Task instructions
a. Reproduce the article on aid to Africa word for word, beginning at "Although world leaders" and stopping after "is from Zambia.".
b. Resume the article on aid to Africa, writing onward from its last sentence.

Text excerpt
::::::

Aid to Africa

Moyo: international aid to Africa spurs corruption

Grace Afsari Mamagani
The Dartmouth
April 2, 2010

Billions of dollars in international financial aid do more harm than good on the African continent, economist and best-selling author Dambisa Moyo said in a lecture to students on Thursday. In the lecture, held in Filene Auditorium, Moyo argued that continued financial aid to African nations allows political leaders to ignore their responsibilities to the population in favor of appeals to potential donors.

The lecture was based on Moyo’s 2009 book “Dead Aid: Why Aid is Not Working and How There is a Better Way For Africa.”

Although world leaders hope to enable African countries to become equal partners on the global stage, the annual influx of $50 billion to African governments instead supports the continent’s dysfunctional infrastructure, Moyo said.

“In the past 50 years, we have seen African poverty rise and growth rates plummet,” she said. “Aid has not done what it was meant to do.”

Popular campaigns that portray Africa as a place of “war, disease, corruption and poverty” encourage government officials in the United States and Europe to continue to provide money to African despots who do not use the funds to improve infrastructure, according to Moyo, who is from Zambia.

::::::

Provided records
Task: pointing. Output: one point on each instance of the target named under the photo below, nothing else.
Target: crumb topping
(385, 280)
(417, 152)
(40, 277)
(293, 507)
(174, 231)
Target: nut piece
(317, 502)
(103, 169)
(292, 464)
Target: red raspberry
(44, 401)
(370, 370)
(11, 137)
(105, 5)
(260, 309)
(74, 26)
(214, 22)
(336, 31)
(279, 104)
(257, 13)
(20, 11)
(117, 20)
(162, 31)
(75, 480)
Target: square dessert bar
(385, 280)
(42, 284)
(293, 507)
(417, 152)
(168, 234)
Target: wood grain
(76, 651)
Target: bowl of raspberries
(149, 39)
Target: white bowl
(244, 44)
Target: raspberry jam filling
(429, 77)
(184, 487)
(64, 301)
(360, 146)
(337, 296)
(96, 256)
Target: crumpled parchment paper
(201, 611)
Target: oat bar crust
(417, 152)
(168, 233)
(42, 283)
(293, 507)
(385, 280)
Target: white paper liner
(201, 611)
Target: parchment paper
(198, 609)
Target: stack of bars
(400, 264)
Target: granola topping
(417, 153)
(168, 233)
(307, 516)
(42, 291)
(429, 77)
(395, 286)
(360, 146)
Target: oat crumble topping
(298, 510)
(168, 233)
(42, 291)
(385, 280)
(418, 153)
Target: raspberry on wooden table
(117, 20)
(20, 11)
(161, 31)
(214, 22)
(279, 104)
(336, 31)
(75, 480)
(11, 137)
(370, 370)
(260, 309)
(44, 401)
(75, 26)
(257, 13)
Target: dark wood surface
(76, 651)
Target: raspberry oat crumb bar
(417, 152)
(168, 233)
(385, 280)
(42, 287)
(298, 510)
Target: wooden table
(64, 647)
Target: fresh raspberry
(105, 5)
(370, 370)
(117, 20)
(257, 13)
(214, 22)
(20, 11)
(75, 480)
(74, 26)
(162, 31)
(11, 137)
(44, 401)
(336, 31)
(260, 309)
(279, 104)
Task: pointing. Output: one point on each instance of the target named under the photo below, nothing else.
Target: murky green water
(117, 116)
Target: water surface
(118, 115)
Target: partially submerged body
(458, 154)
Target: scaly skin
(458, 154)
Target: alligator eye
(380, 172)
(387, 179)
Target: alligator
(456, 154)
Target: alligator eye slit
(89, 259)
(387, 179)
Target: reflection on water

::::::

Results for the exercise
a.
Although world leaders hope to enable African countries to become equal partners on the global stage, the annual influx of $50 billion to African governments instead supports the continent’s dysfunctional infrastructure, Moyo said.

“In the past 50 years, we have seen African poverty rise and growth rates plummet,” she said. “Aid has not done what it was meant to do.”

Popular campaigns that portray Africa as a place of “war, disease, corruption and poverty” encourage government officials in the United States and Europe to continue to provide money to African despots who do not use the funds to improve infrastructure, according to Moyo, who is from Zambia.

b.
“I come from a country where, in the past few years, we have spent a lot of money and time bringing to justice our former president, who stole hundreds of millions,” she said. “We know that aid money is being stolen, but what are we doing about it? Nothing.”

As African political leaders become increasingly dependent upon foreign aid, they attend more closely to their donors than they do to the needs of African citizens, Moyo said.

“[In Africa], the link between the government and the individual has been severed,” she said. “The government is failing at providing public goods, but the international community continues to support these governments.”

Foreign aid encourages unrest ­­— such as the civil wars that took place during the 1990s — as various factions within African countries vie for the government control that grants them access to a stream of money from donor countries and international organizations, Moyo said.

Aid to African countries also fuels “Dutch disease,” in which an abundance of foreign currency forces the local currency to become more expensive, Moyo said. As a result of the expense, African goods become less desirable abroad and employment rates fall.

“We are pushing a policy onto the African continent today that has no evidence anywhere of working,” Moyo said. “When we are giving money to people without any requirement for performance, we can only expect that there will be poor results.”

Alternatives to providing unconditional aid to Africa include establishing international trade, promoting direct investment in African industries through microfinance and encouraging African governments to engage in financial capital markets, Moyo said.

The reduction of tariffs and incorporation of African goods into the global market will both decrease reliance on foreign aid and help to meet the needs of the growing global middle class, she said.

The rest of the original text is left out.